REQUIRED ACTION: Pictures in the data below are not part of the copy; transcribe everything else exactly.

EXTRACTED INFORMATION:
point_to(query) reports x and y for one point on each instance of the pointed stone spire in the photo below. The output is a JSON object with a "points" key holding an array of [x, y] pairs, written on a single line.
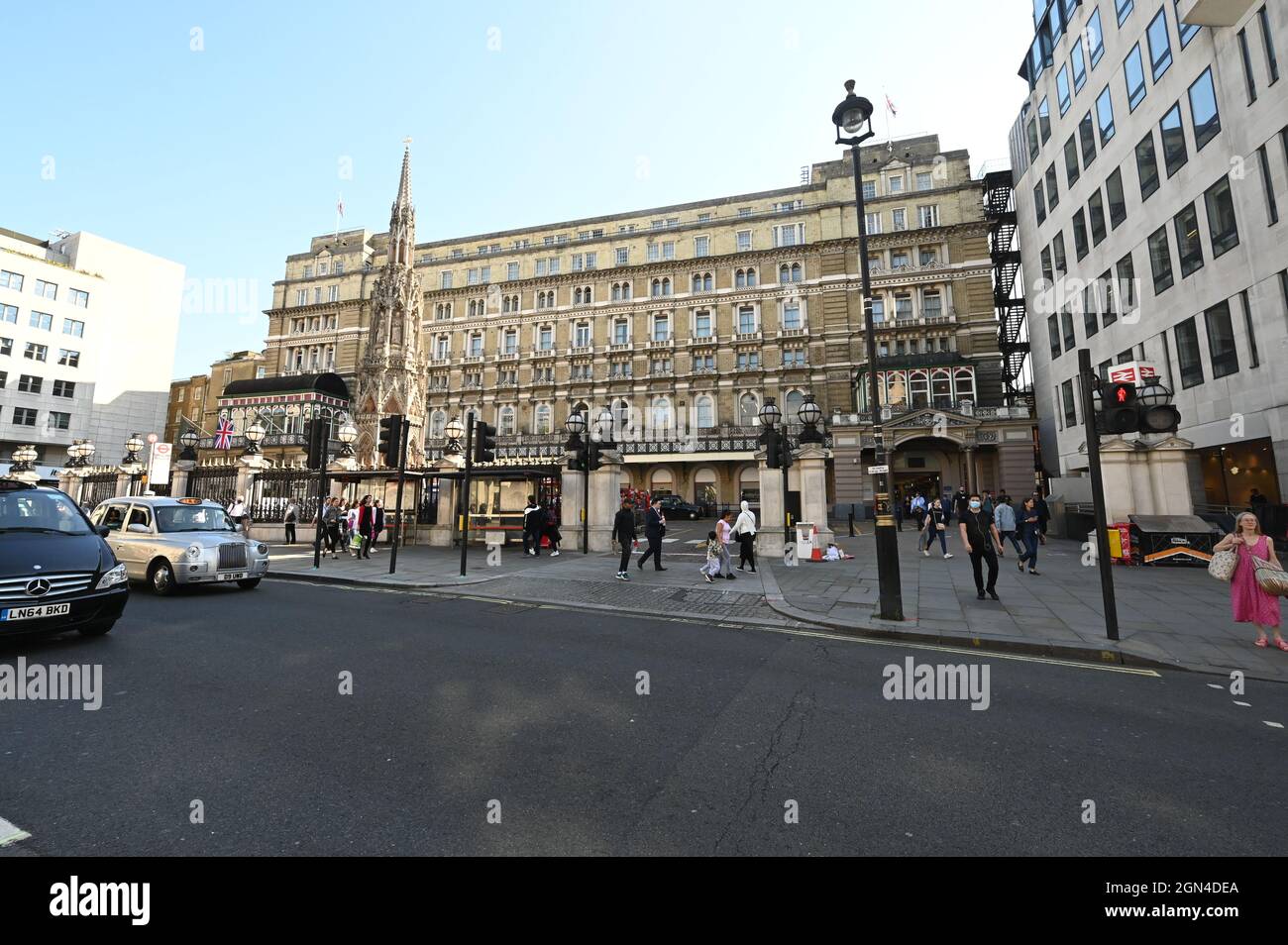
{"points": [[402, 218], [404, 183]]}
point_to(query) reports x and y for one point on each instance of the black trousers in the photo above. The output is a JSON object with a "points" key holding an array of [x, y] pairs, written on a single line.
{"points": [[990, 555], [655, 550]]}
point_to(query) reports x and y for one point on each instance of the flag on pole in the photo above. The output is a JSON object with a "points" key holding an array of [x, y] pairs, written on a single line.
{"points": [[224, 434]]}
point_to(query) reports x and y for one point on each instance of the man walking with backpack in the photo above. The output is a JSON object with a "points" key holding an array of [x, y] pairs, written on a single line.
{"points": [[623, 533], [655, 527], [533, 523]]}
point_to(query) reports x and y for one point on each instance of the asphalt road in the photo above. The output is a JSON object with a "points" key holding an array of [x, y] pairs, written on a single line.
{"points": [[232, 698]]}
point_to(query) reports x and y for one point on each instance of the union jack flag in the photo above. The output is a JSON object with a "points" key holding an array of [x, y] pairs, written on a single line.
{"points": [[224, 434]]}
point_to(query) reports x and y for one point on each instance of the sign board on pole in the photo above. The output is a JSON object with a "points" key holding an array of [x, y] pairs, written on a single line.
{"points": [[1137, 372], [159, 464]]}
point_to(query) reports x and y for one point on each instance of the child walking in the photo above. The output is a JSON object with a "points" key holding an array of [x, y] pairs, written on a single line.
{"points": [[715, 553]]}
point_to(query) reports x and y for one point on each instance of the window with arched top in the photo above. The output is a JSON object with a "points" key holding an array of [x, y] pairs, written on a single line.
{"points": [[706, 412], [621, 419], [660, 415], [505, 421], [793, 406]]}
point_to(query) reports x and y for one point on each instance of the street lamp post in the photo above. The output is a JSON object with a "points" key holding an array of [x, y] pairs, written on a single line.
{"points": [[854, 119], [132, 460], [576, 426], [769, 417], [188, 439]]}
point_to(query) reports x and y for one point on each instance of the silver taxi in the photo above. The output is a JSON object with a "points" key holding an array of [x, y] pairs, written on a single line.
{"points": [[179, 541]]}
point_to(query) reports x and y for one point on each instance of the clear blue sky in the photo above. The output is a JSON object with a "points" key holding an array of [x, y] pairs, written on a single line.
{"points": [[230, 158]]}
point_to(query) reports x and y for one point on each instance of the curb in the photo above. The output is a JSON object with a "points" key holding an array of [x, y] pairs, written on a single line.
{"points": [[884, 631], [380, 584]]}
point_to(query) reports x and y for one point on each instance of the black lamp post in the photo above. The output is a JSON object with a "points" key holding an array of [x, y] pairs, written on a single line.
{"points": [[576, 426], [132, 460], [853, 121], [810, 413], [778, 451], [188, 439]]}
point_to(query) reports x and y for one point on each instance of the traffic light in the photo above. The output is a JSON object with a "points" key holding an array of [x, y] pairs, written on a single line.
{"points": [[484, 442], [1120, 408], [778, 452], [316, 433], [390, 439], [1124, 411]]}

ANSWER TO THE PROBLEM:
point_to(query) reports x and y for one point on each instance of the pointed stone spire in the photo below. The output is a JSON object with a "points" key holding an array of [x, y] pairs, written on a single line.
{"points": [[402, 218], [404, 183]]}
point_to(query) reports x and y for one point on each instance of the black trousers in the photo above. The output is a JSON object with a "points" key holding an array of [x, y] pairs, written on a single line.
{"points": [[990, 555], [655, 550]]}
point_to(query) reports x and y for one point on each instance of the flag on pole in the photo above. The output is a JSON object with a "points" key holding an array of [x, y] pairs, written on a single line.
{"points": [[224, 434]]}
point_to(query) reports x and y for one point on each instance of the man walking with backpack in the photo above. The output is a JSON object with a "points" key holding an array of [x, y] pairs, written on a single line.
{"points": [[623, 533], [655, 527], [533, 523]]}
point_to(query) reports x and y for one point on each instance of the asphalt road in the photo above. The output is a JSON object with a "points" key holding an array of [x, y] pairs, written on a single line.
{"points": [[232, 698]]}
point_to(query) reports x and y for one point on each instance of the union jack flag in the photo above. The output is a JSON object with a "points" key holding an array of [x, y] pairs, written on a single line.
{"points": [[224, 434]]}
point_to(query) reports x and y for one point on each instance of the sign board on pole in the photo above. The output is a JSON object with a "points" key holding an array of [x, y] pairs, written on a single line.
{"points": [[1137, 372], [159, 464]]}
point_to(query) reports x and y for one point on each instance of the child walking in the photo above. The output is a JSON object with a "points" key holding an array of [x, y] pairs, written on a single line.
{"points": [[715, 553]]}
point_to(query) reports x and y for one point on each instance of the window with arched top in the photo above. The output is a JSON object with a "points" key holding an array of [x, y] pairs, written on a single line.
{"points": [[706, 412], [621, 419], [660, 415], [505, 421], [793, 406]]}
point_to(query) reports x and y for one point on each instance of the street lamp post in the photo above. The output is a JSON object with a "points" key holding an array of [x, y] pairs, written on a single line.
{"points": [[854, 119], [132, 460], [576, 426], [769, 417], [188, 439]]}
point_to(query) reports x and y for one point on each instance of the silver taxi in the photo above. The output is a JSON object with a "points" key holding an array of [x, y] pairs, written on a single line.
{"points": [[179, 541]]}
point_to(query) reports x and y for one point on each instance of the clear blue sky in the photo above. The output is a JSON object with a "points" key holding an array of [x, y] pairs, written on a single line.
{"points": [[230, 158]]}
point_to(query) reports x and y for one point on each instance of the curb in the photo above. The output is a JSON object with a "points" key holding an array of [x, y] pairs, written on a single line.
{"points": [[884, 631], [380, 584]]}
point_to(query) reports x and y for one point on each instance of the black lamp post in the photo above. The output is a JSON object with a "points" key holding an array of [x, y] pairs, written on a single line.
{"points": [[576, 426], [132, 460], [853, 121], [810, 413], [778, 451], [188, 439]]}
point_to(query) reports x and y for one point on each instance of the traffic light in the photo above. The output is a JSON object with a "points" key holding an array of [x, y] pairs, written on a single line.
{"points": [[484, 442], [1120, 408], [778, 452], [316, 433], [390, 439], [1124, 411]]}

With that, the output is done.